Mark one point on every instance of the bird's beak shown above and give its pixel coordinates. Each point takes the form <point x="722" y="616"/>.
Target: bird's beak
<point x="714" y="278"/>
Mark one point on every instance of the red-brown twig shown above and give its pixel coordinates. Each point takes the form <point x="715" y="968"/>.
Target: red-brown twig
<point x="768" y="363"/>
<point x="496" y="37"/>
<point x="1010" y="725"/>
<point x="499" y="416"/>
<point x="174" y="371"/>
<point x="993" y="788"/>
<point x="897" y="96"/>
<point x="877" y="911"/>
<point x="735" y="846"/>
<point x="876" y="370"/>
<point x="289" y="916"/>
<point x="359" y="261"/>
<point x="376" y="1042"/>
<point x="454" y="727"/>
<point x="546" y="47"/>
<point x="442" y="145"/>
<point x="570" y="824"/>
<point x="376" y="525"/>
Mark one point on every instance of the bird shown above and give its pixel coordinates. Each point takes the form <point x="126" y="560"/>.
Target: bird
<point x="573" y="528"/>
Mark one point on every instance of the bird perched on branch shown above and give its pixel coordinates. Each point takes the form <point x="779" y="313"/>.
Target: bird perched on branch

· · ·

§ WORK REQUIRED
Return verbatim the lines starting with the one that contains "Mark one point on every instance of the bird perched" and continuing through the last of the lines above.

§ THE RESPONSE
Mark one point on every instance of the bird perched on branch shown above and give its pixel coordinates. Each point takes the form <point x="779" y="313"/>.
Target: bird perched on branch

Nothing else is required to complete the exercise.